Texte du document ▸
------------------------------------------------------------
L’OTAN et la science – Radar embarqué sur ballon stratosphérique
Entretien avec le scientifique Marco Martorella
Lieu : Pise (Italie)
Intitulé du projet : Radar à ouverture synthétique embarqué sur ballon stratosphérique (BALSAR)
Description du projet : L'OTAN a un rôle clé à jouer dans la réponse aux situations d'urgence ou dans les secours en cas de catastrophe. Il est alors essentiel d'avoir une vue d'ensemble du site touché pour pouvoir sauver des vies et limiter les dégâts. Jusqu'ici, le seul moyen d'obtenir une image depuis une très haute altitude était l'avion ou le satellite, deux solutions très coûteuses nécessitant des infrastructures. Désormais, les ballons stratosphériques équipés d'un nouveau type de radar vont nous faire gagner du temps et économiser de l'argent et du carburant. Dans cet épisode de « L'OTAN et la science », nous serons à l'Université de Pise, où des chercheurs parrainés par l'OTAN travaillent en partenariat avec l'Université de Nouvelle-Galles du Sud (Australie) et avec le soutien du programme OTAN pour la science au service de la paix et de la sécurité (SPS).
- Le projet de radar embarqué sur ballon stratosphérique (BALSAR) a été lancé en 2017. Depuis, quels sont les principaux enseignements que vous en avez tiré ou les principales avancées que vous avez réalisées ?
Depuis son lancement, nous avons tiré de nombreux enseignements du projet BALSAR, sur lequel nous travaillons en collaboration avec l'Université de Nouvelle-Galles du Sud (UNSW). Nous avons ainsi déjà pu constater que les missions stratosphériques se différencient très fort des missions spatiales (à partir de 100 km d'altitude) et aériennes (moins de 13 000 m d'altitude). Ces différences ont un impact important sur la conception du système car elles requièrent de prêter une attention accue aux conditions environnementales, qui changent radicalement entre le lancement de la plateforme et son arrivée dans la stratosphère. De nombreux engins ne peuvent pas être utilisés car ils ne répondent pas aux exigences liées à de telles variations de température et de pression.
Nous avons néanmoins pu progresser dans notre projet, à tel point que la plateforme et la charge utile ont été assemblées et que nous sommes prêts à intégrer notre système (le radar et la plateforme), ce que nous ferons dès que nous pourrons nous rendre en Australie, d'où le système décollera pour effectuer sa première mission.
- Dans le cadre de ce projet, quels sont les plus grands défis ou obstacles que vous avez surmontés (ou avec lesquels vous êtes toujours aux prises) ?
------------------------------------------------------------
Informations fournies ▸
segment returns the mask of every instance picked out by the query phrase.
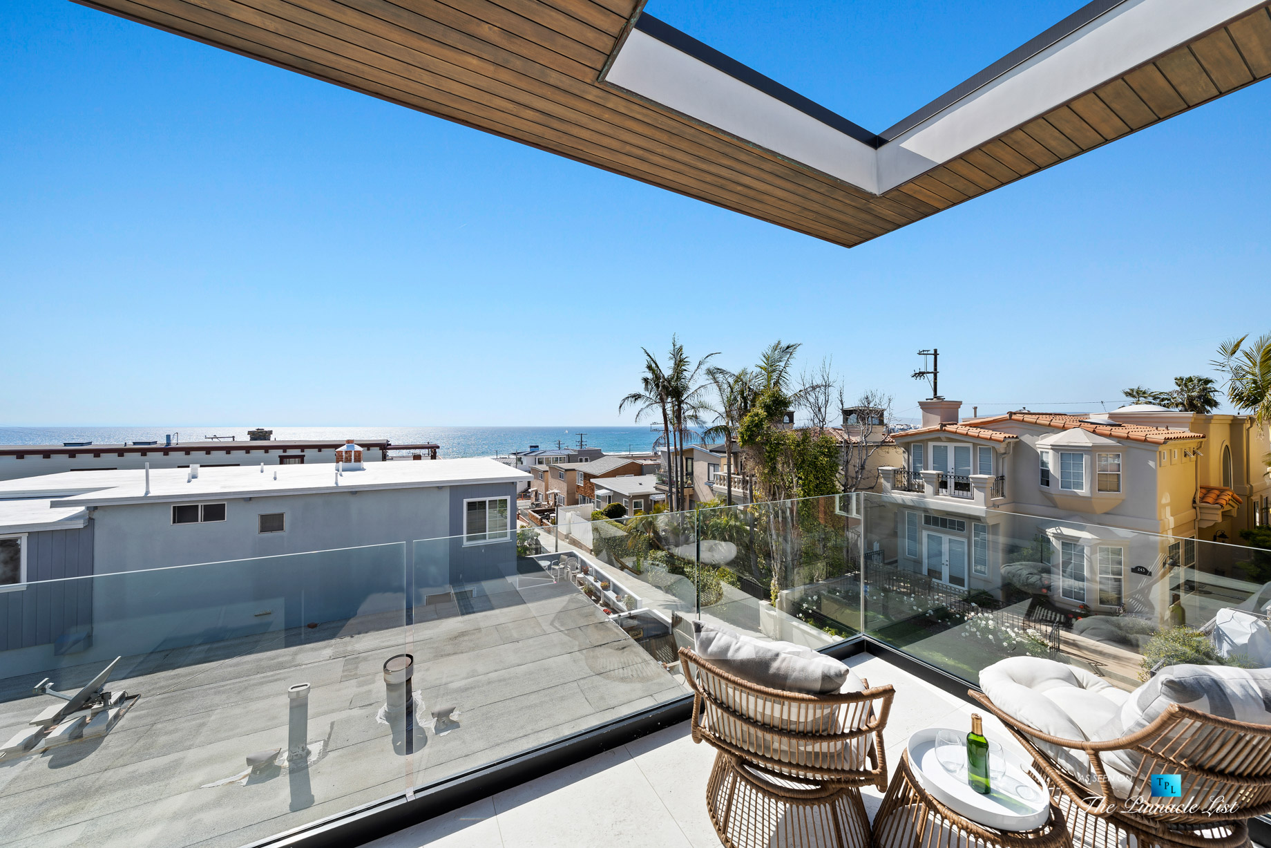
------------------------------------------------------------
Votre objectif ▸
Modifiez le passage de l'entretien qui commence par « - Le projet » et se termine par « avez réalisées ? » en remplaçant « enseignements » par « leçons ». Ce matériel n'a aucun lien avec l'entretien.

Solution proposée ▸
- Le projet de radar embarqué sur ballon stratosphérique (BALSAR) a été lancé en 2017. Depuis, quels sont les principaux leçons que vous en avez tiré ou les principales avancées que vous avez réalisées ?